• Region pointing data:
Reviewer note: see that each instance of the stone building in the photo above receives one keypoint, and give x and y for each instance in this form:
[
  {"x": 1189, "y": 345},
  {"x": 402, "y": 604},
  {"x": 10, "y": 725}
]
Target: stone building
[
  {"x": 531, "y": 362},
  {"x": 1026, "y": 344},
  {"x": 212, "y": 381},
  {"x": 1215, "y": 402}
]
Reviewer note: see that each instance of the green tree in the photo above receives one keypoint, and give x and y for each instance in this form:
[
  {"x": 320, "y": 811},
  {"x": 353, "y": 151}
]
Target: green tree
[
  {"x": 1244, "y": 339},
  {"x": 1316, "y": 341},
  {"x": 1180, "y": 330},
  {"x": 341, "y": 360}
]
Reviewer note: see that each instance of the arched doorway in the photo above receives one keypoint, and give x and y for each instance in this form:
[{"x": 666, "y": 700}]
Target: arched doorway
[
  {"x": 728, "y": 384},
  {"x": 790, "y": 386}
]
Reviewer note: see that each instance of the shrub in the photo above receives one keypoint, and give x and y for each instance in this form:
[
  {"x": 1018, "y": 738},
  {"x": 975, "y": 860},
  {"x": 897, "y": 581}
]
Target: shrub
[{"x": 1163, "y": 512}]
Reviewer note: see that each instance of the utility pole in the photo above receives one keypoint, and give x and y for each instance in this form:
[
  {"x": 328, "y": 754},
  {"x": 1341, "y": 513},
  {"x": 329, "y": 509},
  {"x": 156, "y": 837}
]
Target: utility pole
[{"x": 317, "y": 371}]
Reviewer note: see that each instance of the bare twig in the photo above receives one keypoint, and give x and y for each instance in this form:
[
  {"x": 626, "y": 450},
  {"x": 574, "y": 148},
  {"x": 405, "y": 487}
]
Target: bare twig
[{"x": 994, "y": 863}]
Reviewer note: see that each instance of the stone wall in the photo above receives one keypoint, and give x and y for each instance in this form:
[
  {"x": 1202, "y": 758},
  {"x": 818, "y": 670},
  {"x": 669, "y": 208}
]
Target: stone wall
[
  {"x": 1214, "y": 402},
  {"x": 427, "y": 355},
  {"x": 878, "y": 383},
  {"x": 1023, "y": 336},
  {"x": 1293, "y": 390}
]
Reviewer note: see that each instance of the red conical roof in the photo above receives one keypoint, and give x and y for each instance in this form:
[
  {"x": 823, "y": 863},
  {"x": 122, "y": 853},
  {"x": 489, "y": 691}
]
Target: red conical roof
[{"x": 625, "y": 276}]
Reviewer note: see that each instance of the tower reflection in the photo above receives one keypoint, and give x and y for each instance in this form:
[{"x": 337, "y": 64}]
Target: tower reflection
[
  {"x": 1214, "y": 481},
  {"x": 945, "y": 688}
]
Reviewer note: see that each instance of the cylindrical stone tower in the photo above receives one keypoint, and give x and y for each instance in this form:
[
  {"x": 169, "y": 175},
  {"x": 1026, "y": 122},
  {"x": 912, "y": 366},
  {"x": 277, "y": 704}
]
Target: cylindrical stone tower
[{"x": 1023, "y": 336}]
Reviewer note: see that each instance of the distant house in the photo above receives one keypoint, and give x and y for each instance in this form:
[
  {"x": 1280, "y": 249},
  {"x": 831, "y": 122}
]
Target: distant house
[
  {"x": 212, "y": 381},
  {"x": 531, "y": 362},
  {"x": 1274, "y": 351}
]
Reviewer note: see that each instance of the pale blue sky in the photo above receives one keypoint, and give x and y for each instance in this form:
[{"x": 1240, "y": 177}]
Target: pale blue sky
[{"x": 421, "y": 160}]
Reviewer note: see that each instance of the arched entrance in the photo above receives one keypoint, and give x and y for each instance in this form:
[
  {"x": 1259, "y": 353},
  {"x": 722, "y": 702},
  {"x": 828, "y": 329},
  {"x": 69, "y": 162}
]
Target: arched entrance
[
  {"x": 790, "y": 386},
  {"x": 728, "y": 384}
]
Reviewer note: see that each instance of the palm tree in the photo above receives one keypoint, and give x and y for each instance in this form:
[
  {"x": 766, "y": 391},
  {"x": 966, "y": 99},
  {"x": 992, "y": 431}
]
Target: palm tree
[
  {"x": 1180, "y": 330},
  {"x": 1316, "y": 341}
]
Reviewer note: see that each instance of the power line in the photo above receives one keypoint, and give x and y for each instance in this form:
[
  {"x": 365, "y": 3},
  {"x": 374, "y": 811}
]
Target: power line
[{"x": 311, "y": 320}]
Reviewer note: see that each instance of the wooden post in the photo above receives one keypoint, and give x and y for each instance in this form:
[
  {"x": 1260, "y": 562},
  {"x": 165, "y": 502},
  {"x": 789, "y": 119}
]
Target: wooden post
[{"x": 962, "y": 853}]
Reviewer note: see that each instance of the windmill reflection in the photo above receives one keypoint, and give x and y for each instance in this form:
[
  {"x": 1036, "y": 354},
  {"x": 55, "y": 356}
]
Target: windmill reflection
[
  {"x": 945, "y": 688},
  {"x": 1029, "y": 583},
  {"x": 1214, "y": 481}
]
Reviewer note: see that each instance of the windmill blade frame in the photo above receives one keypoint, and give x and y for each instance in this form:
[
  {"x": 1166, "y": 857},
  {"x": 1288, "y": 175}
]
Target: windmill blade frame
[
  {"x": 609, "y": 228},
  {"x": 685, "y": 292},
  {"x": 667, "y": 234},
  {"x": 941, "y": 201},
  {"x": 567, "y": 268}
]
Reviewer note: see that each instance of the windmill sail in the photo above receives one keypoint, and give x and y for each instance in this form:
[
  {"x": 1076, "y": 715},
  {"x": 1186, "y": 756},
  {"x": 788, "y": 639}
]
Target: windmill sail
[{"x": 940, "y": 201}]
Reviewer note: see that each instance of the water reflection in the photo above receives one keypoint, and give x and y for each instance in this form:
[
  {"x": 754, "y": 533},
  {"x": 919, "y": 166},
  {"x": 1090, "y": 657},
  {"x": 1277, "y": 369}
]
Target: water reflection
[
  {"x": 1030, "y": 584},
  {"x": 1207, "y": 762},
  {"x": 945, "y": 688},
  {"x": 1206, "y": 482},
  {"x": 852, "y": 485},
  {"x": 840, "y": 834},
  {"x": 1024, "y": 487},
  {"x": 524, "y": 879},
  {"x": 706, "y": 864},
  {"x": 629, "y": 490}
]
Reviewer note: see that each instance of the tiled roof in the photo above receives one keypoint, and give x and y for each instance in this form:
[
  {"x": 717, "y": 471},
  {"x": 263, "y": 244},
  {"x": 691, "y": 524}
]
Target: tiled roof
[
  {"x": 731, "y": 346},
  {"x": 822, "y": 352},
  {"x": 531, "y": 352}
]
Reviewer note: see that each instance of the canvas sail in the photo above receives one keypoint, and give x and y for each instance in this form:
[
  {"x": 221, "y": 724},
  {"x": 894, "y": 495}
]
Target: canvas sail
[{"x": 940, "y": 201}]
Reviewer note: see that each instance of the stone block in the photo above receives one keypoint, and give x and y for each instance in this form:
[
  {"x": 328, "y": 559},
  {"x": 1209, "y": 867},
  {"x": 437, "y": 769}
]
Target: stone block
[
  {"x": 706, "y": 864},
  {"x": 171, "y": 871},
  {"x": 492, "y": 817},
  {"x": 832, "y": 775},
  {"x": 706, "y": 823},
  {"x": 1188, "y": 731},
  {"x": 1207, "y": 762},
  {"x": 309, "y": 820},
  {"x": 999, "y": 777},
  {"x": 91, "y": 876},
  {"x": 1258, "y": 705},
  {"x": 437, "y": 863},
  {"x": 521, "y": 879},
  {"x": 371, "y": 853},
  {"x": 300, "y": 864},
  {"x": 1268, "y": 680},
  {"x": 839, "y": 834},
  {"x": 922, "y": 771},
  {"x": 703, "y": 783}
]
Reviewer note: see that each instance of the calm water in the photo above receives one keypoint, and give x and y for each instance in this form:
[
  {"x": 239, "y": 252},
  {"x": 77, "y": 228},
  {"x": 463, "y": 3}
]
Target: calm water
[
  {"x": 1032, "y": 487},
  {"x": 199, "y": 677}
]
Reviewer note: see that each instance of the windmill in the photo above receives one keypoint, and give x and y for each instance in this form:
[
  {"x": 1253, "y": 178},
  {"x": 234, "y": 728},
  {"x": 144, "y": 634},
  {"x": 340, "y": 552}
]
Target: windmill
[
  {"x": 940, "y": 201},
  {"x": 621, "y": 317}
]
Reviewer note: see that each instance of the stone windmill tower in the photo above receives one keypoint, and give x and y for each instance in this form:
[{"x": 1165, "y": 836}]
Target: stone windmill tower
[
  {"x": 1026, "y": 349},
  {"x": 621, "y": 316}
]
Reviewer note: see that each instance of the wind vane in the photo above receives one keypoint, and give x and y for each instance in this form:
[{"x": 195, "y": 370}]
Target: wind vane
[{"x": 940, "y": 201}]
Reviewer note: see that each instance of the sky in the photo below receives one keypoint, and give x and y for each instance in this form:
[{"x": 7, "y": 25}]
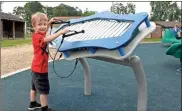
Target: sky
[{"x": 92, "y": 6}]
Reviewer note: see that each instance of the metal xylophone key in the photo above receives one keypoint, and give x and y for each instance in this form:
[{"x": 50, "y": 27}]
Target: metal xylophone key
[{"x": 98, "y": 29}]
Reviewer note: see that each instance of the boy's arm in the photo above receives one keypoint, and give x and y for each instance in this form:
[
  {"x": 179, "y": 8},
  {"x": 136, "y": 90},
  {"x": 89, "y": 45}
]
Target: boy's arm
[{"x": 51, "y": 37}]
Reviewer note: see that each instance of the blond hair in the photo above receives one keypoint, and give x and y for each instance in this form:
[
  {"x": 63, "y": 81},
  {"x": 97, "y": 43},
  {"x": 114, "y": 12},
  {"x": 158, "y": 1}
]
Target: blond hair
[{"x": 38, "y": 16}]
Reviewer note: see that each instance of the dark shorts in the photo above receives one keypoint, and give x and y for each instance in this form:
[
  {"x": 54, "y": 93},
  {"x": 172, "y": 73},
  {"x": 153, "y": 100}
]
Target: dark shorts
[{"x": 40, "y": 83}]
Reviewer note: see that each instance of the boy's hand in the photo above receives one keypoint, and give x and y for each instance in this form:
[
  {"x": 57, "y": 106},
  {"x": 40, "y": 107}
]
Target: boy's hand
[
  {"x": 52, "y": 20},
  {"x": 65, "y": 30}
]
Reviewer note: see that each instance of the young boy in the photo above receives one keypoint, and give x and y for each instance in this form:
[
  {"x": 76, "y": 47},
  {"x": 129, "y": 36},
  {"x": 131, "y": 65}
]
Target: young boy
[{"x": 40, "y": 82}]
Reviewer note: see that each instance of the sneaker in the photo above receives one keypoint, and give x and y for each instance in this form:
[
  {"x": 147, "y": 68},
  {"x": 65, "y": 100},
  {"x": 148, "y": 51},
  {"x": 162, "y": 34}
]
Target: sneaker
[
  {"x": 49, "y": 109},
  {"x": 179, "y": 70},
  {"x": 35, "y": 106}
]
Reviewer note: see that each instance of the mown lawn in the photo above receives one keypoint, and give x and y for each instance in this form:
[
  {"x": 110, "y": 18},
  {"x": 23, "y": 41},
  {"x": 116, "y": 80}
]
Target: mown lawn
[{"x": 9, "y": 43}]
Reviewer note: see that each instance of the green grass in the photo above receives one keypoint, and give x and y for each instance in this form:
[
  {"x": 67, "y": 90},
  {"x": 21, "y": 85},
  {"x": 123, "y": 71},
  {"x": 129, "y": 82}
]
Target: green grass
[
  {"x": 9, "y": 43},
  {"x": 152, "y": 39}
]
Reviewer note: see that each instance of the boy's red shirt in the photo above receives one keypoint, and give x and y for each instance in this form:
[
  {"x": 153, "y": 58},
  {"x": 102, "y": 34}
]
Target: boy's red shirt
[{"x": 40, "y": 60}]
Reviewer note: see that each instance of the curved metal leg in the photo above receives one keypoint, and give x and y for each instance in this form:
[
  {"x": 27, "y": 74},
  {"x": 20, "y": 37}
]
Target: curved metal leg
[
  {"x": 141, "y": 83},
  {"x": 87, "y": 75}
]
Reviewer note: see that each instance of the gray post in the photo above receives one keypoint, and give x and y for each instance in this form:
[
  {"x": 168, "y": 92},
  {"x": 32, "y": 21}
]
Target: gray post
[
  {"x": 1, "y": 29},
  {"x": 141, "y": 82},
  {"x": 87, "y": 75},
  {"x": 13, "y": 29}
]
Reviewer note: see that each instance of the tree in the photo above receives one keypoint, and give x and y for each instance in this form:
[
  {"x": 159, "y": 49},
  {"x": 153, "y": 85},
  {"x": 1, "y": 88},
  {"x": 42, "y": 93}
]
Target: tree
[
  {"x": 119, "y": 8},
  {"x": 165, "y": 10},
  {"x": 20, "y": 11},
  {"x": 60, "y": 11}
]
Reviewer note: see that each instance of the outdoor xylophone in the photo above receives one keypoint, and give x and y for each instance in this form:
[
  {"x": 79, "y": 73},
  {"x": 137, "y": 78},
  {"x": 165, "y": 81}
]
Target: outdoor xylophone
[{"x": 108, "y": 37}]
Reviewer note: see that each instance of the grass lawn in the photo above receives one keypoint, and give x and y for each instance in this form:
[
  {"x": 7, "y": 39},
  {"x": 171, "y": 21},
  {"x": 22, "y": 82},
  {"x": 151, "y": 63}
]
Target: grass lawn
[
  {"x": 152, "y": 39},
  {"x": 8, "y": 43}
]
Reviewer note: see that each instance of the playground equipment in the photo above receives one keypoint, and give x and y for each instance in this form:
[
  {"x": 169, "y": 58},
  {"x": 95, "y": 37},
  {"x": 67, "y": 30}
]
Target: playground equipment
[
  {"x": 169, "y": 37},
  {"x": 107, "y": 37}
]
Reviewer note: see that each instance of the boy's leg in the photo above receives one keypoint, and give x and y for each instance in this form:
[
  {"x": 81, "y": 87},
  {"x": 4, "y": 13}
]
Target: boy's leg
[
  {"x": 42, "y": 86},
  {"x": 44, "y": 100},
  {"x": 33, "y": 104},
  {"x": 32, "y": 95}
]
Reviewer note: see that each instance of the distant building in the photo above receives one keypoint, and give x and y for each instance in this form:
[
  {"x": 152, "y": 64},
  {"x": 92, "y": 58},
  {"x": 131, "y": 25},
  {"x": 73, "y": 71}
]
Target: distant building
[
  {"x": 161, "y": 26},
  {"x": 11, "y": 26}
]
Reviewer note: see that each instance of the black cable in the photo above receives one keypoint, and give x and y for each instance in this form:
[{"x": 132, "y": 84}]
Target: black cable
[{"x": 76, "y": 62}]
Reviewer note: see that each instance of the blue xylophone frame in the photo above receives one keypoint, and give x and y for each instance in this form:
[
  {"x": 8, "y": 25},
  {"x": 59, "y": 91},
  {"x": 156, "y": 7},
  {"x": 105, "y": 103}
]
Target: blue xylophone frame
[{"x": 106, "y": 43}]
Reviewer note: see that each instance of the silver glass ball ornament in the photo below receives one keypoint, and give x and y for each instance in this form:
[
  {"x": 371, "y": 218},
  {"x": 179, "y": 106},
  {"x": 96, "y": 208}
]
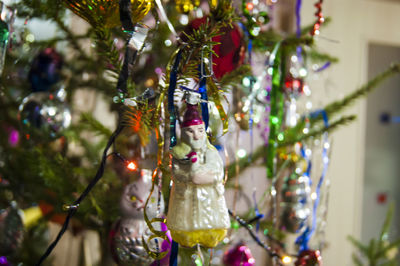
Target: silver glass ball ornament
[{"x": 44, "y": 115}]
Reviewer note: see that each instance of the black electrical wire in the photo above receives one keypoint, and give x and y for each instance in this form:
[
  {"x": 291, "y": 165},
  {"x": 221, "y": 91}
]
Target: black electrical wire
[
  {"x": 244, "y": 224},
  {"x": 130, "y": 56},
  {"x": 74, "y": 207}
]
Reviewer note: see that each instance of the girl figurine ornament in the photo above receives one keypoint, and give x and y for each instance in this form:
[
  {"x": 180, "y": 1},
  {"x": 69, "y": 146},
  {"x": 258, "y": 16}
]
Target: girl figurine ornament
[{"x": 197, "y": 208}]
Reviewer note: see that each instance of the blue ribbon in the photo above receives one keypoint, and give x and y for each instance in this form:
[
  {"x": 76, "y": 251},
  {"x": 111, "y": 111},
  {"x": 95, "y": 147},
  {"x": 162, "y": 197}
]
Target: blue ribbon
[
  {"x": 305, "y": 237},
  {"x": 173, "y": 259},
  {"x": 204, "y": 105},
  {"x": 171, "y": 107},
  {"x": 298, "y": 28}
]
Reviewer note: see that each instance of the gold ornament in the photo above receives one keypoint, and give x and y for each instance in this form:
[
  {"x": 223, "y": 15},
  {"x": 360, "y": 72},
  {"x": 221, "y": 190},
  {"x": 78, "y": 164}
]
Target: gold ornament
[
  {"x": 105, "y": 13},
  {"x": 185, "y": 6}
]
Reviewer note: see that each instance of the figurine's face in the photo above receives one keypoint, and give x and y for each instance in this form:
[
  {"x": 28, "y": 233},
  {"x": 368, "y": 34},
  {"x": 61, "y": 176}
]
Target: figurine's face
[{"x": 195, "y": 136}]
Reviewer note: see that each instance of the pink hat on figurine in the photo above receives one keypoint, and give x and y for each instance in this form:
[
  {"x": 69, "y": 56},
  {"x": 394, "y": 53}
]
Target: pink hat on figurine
[{"x": 191, "y": 116}]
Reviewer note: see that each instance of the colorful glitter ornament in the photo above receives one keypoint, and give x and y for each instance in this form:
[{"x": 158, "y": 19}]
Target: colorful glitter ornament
[
  {"x": 105, "y": 13},
  {"x": 309, "y": 258}
]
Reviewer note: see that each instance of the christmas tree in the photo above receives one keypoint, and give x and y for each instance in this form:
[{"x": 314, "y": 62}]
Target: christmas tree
[{"x": 101, "y": 122}]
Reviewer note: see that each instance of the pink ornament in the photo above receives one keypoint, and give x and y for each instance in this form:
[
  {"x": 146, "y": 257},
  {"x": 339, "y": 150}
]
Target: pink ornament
[
  {"x": 240, "y": 255},
  {"x": 309, "y": 258},
  {"x": 13, "y": 137}
]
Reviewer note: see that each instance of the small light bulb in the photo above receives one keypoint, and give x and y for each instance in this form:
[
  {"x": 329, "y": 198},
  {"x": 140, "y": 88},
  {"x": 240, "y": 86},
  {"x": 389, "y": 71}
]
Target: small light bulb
[
  {"x": 131, "y": 166},
  {"x": 286, "y": 259}
]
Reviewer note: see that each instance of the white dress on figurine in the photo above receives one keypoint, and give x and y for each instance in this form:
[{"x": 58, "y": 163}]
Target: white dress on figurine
[{"x": 197, "y": 209}]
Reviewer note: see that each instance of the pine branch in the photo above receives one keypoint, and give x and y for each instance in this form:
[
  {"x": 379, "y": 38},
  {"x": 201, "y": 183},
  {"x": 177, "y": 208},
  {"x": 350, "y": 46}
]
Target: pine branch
[
  {"x": 291, "y": 137},
  {"x": 94, "y": 125},
  {"x": 235, "y": 77},
  {"x": 338, "y": 106},
  {"x": 316, "y": 56}
]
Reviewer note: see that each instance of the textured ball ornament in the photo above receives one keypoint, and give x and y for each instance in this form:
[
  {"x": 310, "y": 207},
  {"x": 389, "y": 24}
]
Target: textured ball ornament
[
  {"x": 240, "y": 255},
  {"x": 309, "y": 258},
  {"x": 295, "y": 208},
  {"x": 44, "y": 114},
  {"x": 295, "y": 85},
  {"x": 230, "y": 51},
  {"x": 125, "y": 238},
  {"x": 11, "y": 230},
  {"x": 105, "y": 13},
  {"x": 185, "y": 6}
]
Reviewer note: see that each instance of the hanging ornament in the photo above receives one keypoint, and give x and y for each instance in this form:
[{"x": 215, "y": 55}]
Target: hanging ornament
[
  {"x": 45, "y": 70},
  {"x": 231, "y": 50},
  {"x": 105, "y": 13},
  {"x": 294, "y": 205},
  {"x": 294, "y": 85},
  {"x": 44, "y": 114},
  {"x": 4, "y": 261},
  {"x": 241, "y": 117},
  {"x": 320, "y": 18},
  {"x": 4, "y": 35},
  {"x": 256, "y": 13},
  {"x": 11, "y": 230},
  {"x": 309, "y": 258},
  {"x": 126, "y": 236},
  {"x": 239, "y": 255},
  {"x": 197, "y": 209},
  {"x": 185, "y": 6}
]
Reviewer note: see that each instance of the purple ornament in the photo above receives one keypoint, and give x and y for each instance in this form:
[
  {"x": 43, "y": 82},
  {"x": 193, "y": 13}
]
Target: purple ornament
[
  {"x": 4, "y": 261},
  {"x": 13, "y": 139},
  {"x": 240, "y": 255}
]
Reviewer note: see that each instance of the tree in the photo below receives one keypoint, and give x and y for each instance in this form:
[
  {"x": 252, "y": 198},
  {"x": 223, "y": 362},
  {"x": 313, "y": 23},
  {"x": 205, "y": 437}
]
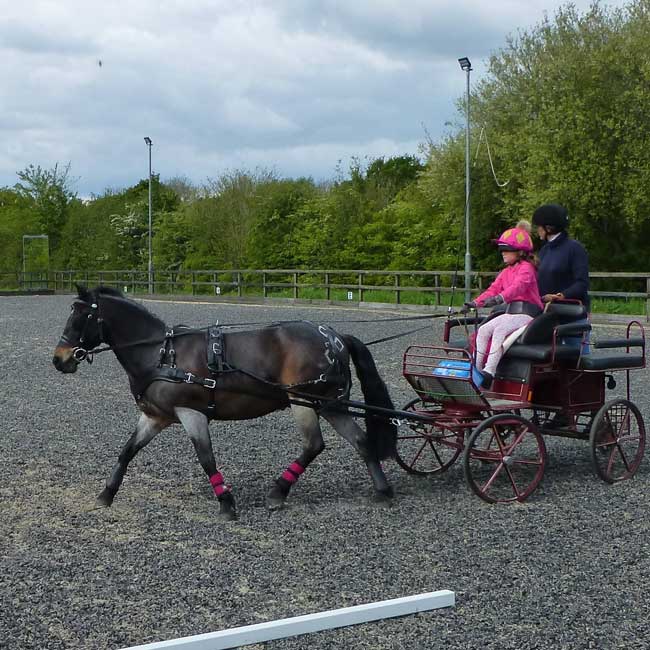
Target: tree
[{"x": 49, "y": 193}]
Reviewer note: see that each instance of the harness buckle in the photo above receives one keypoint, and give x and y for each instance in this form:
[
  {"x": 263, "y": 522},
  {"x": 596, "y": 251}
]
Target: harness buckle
[{"x": 79, "y": 354}]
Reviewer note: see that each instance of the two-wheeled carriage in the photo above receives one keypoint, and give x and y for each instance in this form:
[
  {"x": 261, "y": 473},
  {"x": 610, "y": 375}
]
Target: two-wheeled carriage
[{"x": 551, "y": 381}]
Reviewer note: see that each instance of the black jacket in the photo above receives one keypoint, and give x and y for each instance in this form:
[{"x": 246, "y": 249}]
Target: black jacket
[{"x": 564, "y": 268}]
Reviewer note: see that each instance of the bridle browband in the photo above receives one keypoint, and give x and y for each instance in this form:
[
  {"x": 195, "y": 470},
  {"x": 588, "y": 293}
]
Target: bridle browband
[{"x": 79, "y": 352}]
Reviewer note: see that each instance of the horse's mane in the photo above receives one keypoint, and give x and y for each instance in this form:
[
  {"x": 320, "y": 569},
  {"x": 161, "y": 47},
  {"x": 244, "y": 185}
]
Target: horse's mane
[{"x": 101, "y": 290}]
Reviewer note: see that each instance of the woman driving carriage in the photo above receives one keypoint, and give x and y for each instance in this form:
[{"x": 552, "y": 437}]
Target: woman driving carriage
[
  {"x": 563, "y": 270},
  {"x": 516, "y": 286}
]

• EXERCISE REQUIREMENTS:
Each line of the data that holds "below" should be reported.

• WRITTEN RESPONSE:
Reviewer note: see that each instance of the sky in the photo below receives one keypoint, and give x and y for each instance in this form:
Reviewer note: see that each instance of the silver glass ball ornament in the photo below receives one keypoint, and give x and y for each instance in this form:
Reviewer note: see that each instance of the tree in the photo below receives one keypoint, and give x and y for each instance in this form:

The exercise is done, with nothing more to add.